==== Provided records

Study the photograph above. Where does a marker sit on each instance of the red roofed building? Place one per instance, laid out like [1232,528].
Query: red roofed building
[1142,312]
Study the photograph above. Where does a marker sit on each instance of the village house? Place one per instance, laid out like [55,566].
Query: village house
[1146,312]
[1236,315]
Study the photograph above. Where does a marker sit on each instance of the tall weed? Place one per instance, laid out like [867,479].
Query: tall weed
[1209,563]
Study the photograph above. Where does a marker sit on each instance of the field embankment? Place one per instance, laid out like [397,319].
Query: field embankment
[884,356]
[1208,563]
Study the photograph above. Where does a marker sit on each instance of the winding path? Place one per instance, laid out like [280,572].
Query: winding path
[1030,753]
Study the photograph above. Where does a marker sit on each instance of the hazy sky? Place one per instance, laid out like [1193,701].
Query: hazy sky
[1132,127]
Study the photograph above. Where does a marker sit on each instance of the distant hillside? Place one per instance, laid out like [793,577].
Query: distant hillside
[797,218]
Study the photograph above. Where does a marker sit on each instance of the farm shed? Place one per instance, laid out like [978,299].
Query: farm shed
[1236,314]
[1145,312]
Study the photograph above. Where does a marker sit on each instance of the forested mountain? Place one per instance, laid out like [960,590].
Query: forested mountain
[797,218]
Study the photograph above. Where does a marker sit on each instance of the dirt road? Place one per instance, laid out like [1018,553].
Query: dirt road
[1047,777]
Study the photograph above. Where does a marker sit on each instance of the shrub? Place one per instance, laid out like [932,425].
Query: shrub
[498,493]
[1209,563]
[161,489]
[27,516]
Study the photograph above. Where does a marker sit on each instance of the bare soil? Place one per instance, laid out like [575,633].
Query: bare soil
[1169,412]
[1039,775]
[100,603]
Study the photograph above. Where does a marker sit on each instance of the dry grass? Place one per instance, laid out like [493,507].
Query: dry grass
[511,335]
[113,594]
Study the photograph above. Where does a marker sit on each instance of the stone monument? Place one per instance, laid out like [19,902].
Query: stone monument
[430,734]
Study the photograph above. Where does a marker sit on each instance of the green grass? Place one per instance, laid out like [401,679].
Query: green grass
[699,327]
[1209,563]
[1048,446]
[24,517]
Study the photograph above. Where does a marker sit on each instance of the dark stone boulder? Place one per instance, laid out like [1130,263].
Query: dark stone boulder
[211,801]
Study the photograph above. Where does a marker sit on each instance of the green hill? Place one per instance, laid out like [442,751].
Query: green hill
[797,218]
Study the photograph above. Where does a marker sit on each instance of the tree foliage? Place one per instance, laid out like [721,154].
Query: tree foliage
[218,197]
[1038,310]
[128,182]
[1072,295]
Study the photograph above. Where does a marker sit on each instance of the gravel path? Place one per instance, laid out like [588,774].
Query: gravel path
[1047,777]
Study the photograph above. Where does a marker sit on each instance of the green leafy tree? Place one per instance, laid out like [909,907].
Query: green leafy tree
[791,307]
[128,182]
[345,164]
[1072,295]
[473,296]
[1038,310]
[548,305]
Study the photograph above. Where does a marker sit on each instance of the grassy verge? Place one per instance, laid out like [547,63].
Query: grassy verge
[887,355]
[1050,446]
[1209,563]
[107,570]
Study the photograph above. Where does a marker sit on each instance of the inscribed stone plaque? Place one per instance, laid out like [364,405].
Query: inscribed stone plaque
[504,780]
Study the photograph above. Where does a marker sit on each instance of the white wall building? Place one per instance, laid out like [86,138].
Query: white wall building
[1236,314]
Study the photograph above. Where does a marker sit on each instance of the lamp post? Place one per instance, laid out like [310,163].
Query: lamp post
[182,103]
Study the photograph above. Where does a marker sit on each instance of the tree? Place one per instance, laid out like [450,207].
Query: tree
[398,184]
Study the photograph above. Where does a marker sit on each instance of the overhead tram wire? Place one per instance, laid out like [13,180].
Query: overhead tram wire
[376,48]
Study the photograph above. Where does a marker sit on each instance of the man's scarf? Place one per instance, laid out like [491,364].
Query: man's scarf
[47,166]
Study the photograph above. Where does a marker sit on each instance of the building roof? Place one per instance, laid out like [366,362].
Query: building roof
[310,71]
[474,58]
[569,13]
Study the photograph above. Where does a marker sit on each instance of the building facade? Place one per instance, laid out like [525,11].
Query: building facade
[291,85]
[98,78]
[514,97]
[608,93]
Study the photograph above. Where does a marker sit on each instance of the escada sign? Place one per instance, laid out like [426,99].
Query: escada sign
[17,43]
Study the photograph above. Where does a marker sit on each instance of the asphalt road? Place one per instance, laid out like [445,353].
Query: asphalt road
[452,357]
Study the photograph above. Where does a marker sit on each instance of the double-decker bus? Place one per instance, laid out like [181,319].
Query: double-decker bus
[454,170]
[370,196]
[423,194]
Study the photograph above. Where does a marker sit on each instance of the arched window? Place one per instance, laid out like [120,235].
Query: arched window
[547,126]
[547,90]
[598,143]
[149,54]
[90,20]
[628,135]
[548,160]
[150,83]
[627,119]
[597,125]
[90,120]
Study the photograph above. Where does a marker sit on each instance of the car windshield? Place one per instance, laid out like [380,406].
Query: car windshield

========

▶ [Exercise prompt] Return the material exactly as it stands.

▶ [Result of the task]
Study the photograph above. Where does a marker sit on each instance of the red roofed building? Place one per instance, laid out like [1232,528].
Query: red roofed building
[1142,312]
Study the photograph above. Where does a marker sit on each instance of the village house? Place one per instance, laid out like [55,566].
Query: village house
[1146,312]
[1236,315]
Study the photograph above. Where does a marker sit on each instance of the tall weed? Place one per instance, laid out like [867,479].
Query: tall weed
[1209,563]
Study the photograph above. Where does a marker sit on each instance of the field embankment? Place one per instance, laid out like [397,319].
Query: field embankment
[884,356]
[1208,563]
Study the photograph above. Where does a marker sit on each instance of the winding path? Place one per instance, laid out like [280,572].
Query: winding path
[1030,753]
Study the photograph above. Where does a marker sit on each instance of the hazy sky? Place one per instance, laid out like [1193,701].
Query: hazy sky
[1132,127]
Study the photograph above. Where does a marker sit on each instance of the distant hillside? Place one per instance, laid out like [793,577].
Query: distant hillside
[797,218]
Study the photograph above. Where does a marker sit on each instance of the farm shed? Place one per instance, laid out like [978,299].
Query: farm shed
[1236,314]
[1145,312]
Study the photograph above. Where does a marker sit on each instance of the forested mountain? Place one per instance, laid out like [960,590].
Query: forested mountain
[797,218]
Study the photograph above. Where does a marker sit on each instance of the dirt road? Place one per instance, laid out like [1018,553].
Query: dirt road
[1047,777]
Study the photograph above. Where does a marker sit on each instance of the shrub? Place one per instance, laid out like [932,425].
Query: shrub
[498,493]
[1209,563]
[161,489]
[27,516]
Study the photograph above. Where does a marker sit on each instance of the bare soil? Place one per instance, laid out like [575,633].
Query: bare soil
[1169,412]
[1039,775]
[100,603]
Study the photograph above. Where does a marker sit on each instance of the dry grass? Place one per instance, laid out like [493,507].
Query: dry grass
[511,335]
[113,594]
Study the photograph above. Where does a marker sit on each instance of the stone monument? Place one per instance, laid out like [19,902].
Query: stone monument
[430,734]
Study the photograph above. Where does a marker sit on each instance of the green grass? Place one per instance, laid out like [401,679].
Query: green grass
[699,327]
[1209,563]
[1048,446]
[24,517]
Study the photograph above. Where does a marker sit on each instance of the dark stone boulder? Place one per instance, laid out like [1130,263].
Query: dark stone boulder
[211,801]
Study the photograph above. Where does a marker sit on each instance of the green hill? Place one per instance, laid out like [442,751].
Query: green hill
[797,218]
Study the photograph above. Where does a marker sit on each instance of the tree foliage? Place one per instance, laid out like [721,154].
Query: tree foliage
[218,197]
[1038,310]
[128,182]
[1072,295]
Study the photograph above. Where does a marker sit on each instance of the gravel path? Place one per instance, laid out like [588,774].
Query: gravel path
[1047,777]
Study the photograph above. Where does a marker sit on each instance of the green leafy tree? Place one per instance, laid out like [909,907].
Query: green leafy tree
[791,307]
[128,182]
[345,164]
[1072,295]
[473,296]
[1038,310]
[548,305]
Study the photograph above. Where does a marker sit on each instance of the grassy verge? Place one per instance, laid out like [547,63].
Query: grassy verge
[887,355]
[1050,446]
[1209,563]
[107,570]
Study the photograph above. Where does a marker sit on each instance of the inscribed stone plaque? Place one per instance, laid out like [364,405].
Query: inscribed stone plaque
[504,780]
Study the photograph above. Where does a marker sit on each instance of the white wall building? Place one per instance, laid out like [86,138].
Query: white wall building
[1236,314]
Study the photograph above. Where does a marker sit on each instance of the lamp post? Place one per instance, laid out like [310,163].
Query: lamp post
[182,103]
Study the photograph above. Where does a marker sit on each instance of the tree? Place one per instance, laid out like [450,207].
Query: tree
[398,184]
Study the photograph above. Where does a marker sit on each instance of the overhead tram wire? Place one per instance, laid out like [13,180].
Query: overhead tram wire
[376,48]
Study the photograph above. Where does a marker sit on each instance of the man's scarf? Place one per instance, laid out like [491,364].
Query: man's scarf
[47,166]
Study the photograph above. Where does a marker sit on each instance of the building roof? Place one per instance, laid out like [366,362].
Query: building roof
[310,71]
[474,58]
[569,13]
Study the photograph above. Where does a marker sit on each instance of the building facade? Place one per instance, laid out like [525,11].
Query: building facade
[291,85]
[98,78]
[514,97]
[608,93]
Study the photograph above. Where does a marker sit on each instance of the escada sign? Place one per instance, laid out like [426,99].
Query: escada sign
[17,43]
Study the photograph above. Where does a marker sit on each instance of the asphalt road? Place one per instance, laid out like [445,353].
Query: asphalt road
[452,357]
Study the photograph above. Where does a marker sit on each instance of the double-decker bus? Place one per instance, laid out like [181,319].
Query: double-decker bus
[454,170]
[370,196]
[423,194]
Study the photograph above. Where does a marker sit on each instance of the arched window? Place one per instance, laid out like [120,235].
Query: arched window
[547,126]
[547,90]
[598,143]
[149,54]
[90,20]
[628,135]
[548,160]
[150,83]
[627,119]
[597,125]
[90,120]
Study the photograph above. Where does a marker sit on each instance of the car windshield? Place one per instance, laid out like [380,406].
Query: car windshield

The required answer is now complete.